How to complete this task ::
State the count of lines below in which the word "locate" appears, and add nothing.

(Data records)
##############################
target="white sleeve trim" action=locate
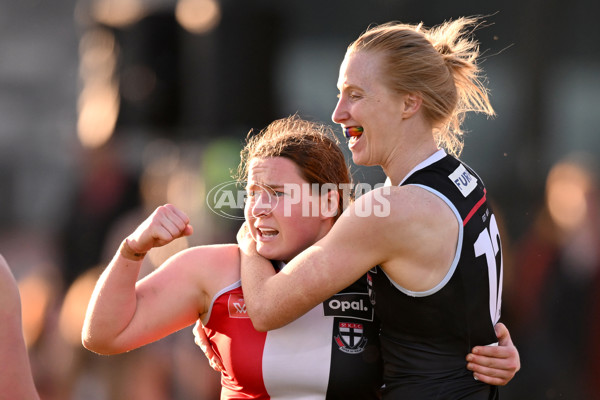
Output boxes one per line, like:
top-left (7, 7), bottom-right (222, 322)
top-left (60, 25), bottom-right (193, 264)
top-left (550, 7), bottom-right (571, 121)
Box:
top-left (201, 280), bottom-right (242, 325)
top-left (380, 183), bottom-right (463, 297)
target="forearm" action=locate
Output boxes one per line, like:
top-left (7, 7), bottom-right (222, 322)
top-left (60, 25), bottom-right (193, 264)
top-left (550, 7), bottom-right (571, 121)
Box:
top-left (239, 252), bottom-right (278, 331)
top-left (237, 216), bottom-right (373, 331)
top-left (1, 327), bottom-right (40, 400)
top-left (240, 247), bottom-right (340, 331)
top-left (82, 240), bottom-right (145, 354)
top-left (0, 261), bottom-right (40, 399)
top-left (1, 338), bottom-right (40, 399)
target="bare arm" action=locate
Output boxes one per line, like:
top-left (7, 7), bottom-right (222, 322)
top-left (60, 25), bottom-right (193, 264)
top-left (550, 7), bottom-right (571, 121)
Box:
top-left (193, 320), bottom-right (225, 373)
top-left (82, 204), bottom-right (224, 354)
top-left (239, 189), bottom-right (400, 331)
top-left (0, 255), bottom-right (40, 400)
top-left (466, 322), bottom-right (521, 385)
top-left (240, 183), bottom-right (521, 383)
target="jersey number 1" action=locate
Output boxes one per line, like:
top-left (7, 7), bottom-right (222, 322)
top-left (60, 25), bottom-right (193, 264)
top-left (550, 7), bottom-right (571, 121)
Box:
top-left (473, 214), bottom-right (503, 325)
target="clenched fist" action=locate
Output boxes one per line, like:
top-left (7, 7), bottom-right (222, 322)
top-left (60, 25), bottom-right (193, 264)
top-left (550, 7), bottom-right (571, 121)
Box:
##############################
Task answer ::
5